• [Problem details] Rescale the stretch of lines from the one containing "Target: boat wake" through the one containing "[(150, 336), (142, 335)]", both included, and give only those lines again, requests included. Multiply every coordinate in the answers by 1.65 and round to whole numbers, with halves rounded up.

• [Given records]
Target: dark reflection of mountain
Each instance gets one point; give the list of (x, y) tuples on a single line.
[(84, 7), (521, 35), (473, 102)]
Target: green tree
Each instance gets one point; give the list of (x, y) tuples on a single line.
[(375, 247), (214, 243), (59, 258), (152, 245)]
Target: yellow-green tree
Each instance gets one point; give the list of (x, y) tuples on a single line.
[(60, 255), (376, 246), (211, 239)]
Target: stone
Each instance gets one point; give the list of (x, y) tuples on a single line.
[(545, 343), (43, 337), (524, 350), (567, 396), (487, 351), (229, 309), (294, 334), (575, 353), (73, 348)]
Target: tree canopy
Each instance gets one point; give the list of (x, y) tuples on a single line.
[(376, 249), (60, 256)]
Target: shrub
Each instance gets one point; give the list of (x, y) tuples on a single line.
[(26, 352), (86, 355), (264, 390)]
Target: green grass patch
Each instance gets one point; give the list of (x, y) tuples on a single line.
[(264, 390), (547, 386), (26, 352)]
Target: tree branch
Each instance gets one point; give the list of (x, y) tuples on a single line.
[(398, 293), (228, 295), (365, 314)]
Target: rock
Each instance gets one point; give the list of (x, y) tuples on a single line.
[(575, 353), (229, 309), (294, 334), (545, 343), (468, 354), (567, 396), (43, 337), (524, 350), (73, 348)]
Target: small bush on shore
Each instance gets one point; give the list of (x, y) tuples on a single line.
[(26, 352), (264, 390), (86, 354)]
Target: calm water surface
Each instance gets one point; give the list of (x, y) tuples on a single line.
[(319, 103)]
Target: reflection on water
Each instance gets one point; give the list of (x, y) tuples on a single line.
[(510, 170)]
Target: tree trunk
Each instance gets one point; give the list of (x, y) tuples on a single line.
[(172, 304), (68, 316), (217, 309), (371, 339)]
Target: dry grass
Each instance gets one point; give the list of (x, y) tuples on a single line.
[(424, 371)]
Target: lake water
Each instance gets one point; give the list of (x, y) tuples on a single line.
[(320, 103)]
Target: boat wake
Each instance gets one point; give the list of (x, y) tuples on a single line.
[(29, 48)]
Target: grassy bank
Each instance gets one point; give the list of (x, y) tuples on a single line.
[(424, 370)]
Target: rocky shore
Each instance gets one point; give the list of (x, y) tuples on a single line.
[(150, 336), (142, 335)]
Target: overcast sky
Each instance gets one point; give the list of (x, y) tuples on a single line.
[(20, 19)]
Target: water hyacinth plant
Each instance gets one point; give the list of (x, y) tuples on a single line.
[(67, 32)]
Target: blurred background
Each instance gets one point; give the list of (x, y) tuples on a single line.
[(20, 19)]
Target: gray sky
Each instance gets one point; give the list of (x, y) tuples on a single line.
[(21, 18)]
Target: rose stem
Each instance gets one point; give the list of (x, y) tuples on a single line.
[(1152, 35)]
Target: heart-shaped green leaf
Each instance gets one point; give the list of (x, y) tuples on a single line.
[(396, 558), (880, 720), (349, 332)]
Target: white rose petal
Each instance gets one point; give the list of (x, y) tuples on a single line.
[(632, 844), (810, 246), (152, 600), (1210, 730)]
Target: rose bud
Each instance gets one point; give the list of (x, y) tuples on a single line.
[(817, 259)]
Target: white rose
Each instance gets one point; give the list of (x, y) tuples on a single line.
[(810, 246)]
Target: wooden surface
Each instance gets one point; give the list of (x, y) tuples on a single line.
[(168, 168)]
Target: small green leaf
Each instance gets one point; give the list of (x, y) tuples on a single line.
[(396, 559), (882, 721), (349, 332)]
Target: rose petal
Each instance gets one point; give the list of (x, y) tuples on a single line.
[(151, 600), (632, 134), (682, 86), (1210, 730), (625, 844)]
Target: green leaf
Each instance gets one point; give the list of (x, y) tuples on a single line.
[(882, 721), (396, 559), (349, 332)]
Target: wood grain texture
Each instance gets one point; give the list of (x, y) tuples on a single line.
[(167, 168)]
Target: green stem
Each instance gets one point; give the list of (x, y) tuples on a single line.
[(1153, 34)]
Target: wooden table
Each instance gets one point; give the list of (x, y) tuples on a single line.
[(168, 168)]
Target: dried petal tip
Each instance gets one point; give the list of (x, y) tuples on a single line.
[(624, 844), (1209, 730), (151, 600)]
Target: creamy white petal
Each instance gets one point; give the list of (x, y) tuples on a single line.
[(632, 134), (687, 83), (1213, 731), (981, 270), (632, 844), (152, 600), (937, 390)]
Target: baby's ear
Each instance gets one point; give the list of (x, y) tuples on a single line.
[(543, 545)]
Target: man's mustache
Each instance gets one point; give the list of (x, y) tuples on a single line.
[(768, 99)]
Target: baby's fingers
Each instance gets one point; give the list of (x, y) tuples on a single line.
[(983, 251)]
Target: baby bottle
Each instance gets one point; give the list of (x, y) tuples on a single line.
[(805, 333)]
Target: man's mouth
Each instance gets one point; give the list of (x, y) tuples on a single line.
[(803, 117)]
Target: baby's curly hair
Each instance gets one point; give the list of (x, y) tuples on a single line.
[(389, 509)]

• [The output]
Target: boat wake
Each instance gets one point; give the list of (x, y) tuples on a single line.
[(48, 79)]
Target: grassy bank
Each instance gets one point; give the list of (x, y) tuples on a single line.
[(700, 611)]
Target: rocky shore
Each instance gets one point; give the list of (x, y) tuples on a single line.
[(248, 554), (234, 553)]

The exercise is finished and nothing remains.